- [YOUR OBJECTIVE] Output the items from the start of the records through the line containing "x=278 y=191" as a two-column CSV with the header item_text,answer. Give one row per item, placing its text and its answer each in a single quoted field, with any line breaks replaced by spaces.
>> Start
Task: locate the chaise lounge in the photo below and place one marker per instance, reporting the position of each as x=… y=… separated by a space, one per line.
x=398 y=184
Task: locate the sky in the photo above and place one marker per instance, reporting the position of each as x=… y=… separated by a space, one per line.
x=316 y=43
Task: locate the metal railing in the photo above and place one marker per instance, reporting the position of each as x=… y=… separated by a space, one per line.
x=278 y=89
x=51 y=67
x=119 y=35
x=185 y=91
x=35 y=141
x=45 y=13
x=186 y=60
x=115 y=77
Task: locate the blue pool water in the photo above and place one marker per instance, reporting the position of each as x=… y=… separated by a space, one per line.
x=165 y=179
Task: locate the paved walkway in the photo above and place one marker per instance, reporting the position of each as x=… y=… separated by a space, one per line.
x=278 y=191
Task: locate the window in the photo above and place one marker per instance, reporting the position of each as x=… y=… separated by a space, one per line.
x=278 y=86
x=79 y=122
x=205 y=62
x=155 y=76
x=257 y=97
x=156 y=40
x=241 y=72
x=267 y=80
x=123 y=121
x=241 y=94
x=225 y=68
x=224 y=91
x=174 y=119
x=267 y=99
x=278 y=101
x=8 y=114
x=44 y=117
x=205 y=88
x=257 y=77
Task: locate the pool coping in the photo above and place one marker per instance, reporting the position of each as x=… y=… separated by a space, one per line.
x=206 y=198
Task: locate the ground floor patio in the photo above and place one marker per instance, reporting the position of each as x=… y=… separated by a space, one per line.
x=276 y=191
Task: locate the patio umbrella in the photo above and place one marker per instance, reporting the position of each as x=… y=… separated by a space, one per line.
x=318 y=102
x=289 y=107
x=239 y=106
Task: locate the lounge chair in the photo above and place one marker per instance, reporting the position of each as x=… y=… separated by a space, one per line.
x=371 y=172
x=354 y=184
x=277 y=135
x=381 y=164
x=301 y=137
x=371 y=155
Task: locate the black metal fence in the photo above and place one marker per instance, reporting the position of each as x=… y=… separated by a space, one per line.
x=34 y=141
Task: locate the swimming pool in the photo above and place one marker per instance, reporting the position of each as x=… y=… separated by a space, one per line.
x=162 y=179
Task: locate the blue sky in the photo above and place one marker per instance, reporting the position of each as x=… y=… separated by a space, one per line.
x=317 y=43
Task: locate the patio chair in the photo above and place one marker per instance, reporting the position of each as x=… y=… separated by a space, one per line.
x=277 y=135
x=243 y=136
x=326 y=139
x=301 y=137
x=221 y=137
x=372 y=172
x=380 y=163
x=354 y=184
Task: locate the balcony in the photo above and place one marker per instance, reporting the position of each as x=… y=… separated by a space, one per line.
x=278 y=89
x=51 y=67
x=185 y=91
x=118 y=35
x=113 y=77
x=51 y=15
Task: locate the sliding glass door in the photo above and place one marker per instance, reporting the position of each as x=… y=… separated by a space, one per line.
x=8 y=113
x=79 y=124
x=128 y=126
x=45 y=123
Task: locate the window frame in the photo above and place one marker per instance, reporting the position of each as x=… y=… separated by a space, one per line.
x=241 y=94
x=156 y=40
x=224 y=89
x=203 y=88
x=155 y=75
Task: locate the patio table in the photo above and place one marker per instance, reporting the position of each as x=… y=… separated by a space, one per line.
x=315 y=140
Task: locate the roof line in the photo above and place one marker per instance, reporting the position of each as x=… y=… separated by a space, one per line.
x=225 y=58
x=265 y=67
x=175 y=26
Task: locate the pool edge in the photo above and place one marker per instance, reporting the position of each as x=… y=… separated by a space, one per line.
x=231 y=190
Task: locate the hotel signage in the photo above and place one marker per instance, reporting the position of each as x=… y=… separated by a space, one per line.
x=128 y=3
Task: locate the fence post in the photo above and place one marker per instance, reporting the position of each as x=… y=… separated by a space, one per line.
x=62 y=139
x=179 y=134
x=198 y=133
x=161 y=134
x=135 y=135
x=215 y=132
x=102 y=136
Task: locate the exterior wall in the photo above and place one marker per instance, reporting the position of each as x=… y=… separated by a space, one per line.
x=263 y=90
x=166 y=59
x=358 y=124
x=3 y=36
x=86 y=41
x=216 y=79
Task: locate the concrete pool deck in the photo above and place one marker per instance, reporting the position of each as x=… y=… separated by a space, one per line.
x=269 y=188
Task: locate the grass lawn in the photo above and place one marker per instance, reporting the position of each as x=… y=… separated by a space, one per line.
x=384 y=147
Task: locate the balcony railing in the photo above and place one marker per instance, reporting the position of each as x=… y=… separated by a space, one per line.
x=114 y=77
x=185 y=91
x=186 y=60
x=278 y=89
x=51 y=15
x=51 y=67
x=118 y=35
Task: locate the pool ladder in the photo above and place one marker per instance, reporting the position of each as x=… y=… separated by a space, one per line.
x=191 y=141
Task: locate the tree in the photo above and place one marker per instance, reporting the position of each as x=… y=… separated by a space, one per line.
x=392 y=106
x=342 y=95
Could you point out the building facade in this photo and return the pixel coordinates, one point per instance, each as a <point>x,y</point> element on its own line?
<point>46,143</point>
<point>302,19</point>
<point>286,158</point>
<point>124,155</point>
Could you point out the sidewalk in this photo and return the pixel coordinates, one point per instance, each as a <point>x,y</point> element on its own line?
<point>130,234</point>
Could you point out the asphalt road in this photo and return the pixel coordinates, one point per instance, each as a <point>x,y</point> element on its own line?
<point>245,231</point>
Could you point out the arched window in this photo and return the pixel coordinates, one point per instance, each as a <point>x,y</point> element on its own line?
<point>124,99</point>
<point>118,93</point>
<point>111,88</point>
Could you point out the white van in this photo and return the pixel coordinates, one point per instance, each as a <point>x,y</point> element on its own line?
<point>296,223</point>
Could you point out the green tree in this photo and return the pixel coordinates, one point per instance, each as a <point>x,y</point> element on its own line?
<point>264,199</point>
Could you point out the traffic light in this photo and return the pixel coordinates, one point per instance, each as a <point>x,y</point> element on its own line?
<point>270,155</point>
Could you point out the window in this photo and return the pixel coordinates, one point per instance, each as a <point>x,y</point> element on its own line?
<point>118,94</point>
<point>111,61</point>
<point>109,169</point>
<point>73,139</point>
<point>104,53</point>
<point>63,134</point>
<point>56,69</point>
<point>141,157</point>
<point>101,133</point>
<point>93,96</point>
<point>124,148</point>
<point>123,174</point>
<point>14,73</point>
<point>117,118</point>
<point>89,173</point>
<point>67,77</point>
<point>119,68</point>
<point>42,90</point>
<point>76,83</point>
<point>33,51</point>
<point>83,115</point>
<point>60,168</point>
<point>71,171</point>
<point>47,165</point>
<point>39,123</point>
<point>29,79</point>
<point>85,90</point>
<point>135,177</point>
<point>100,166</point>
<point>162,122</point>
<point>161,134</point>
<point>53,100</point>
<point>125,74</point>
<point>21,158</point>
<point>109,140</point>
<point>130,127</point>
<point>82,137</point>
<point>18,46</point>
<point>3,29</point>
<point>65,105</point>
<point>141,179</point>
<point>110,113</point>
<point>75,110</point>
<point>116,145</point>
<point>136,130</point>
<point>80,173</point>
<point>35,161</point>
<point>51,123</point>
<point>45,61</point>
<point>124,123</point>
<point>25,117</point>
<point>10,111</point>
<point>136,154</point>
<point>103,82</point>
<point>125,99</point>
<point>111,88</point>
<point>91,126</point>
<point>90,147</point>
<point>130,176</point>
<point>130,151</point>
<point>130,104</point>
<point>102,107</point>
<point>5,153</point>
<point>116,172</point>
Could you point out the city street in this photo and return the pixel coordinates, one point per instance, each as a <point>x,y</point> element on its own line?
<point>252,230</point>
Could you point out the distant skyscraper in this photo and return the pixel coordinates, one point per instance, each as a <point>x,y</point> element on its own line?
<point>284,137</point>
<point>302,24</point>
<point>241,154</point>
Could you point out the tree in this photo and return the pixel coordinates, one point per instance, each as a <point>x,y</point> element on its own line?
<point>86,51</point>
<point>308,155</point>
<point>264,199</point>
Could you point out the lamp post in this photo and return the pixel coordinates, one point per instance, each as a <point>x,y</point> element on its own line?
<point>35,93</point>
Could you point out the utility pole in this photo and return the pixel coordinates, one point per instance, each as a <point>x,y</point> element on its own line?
>> End
- [SOLUTION]
item_text,answer
"Task: locate the chaise lounge in the photo below and place one marker per instance, reporting the position of each as x=… y=… separated by a space, one per line.","x=398 y=184"
"Task: locate the sky in the photo above and place one marker per instance, reporting the position of each as x=… y=… separated by a space, one per line.","x=316 y=43"
"Task: locate the metal railing in the photo above and place one marker per instance, reporting the position of each as x=… y=… separated by a space, one per line.","x=278 y=89 x=51 y=67 x=119 y=35 x=185 y=91 x=35 y=141 x=45 y=13 x=186 y=60 x=115 y=77"
"Task: locate the blue pool water in the photo above and place one marker per instance, reporting the position of each as x=… y=… separated by a space, one per line.","x=165 y=179"
"Task: locate the paved walkway in the photo above and place one marker per instance, reporting the position of each as x=… y=… separated by a space, one per line.","x=278 y=191"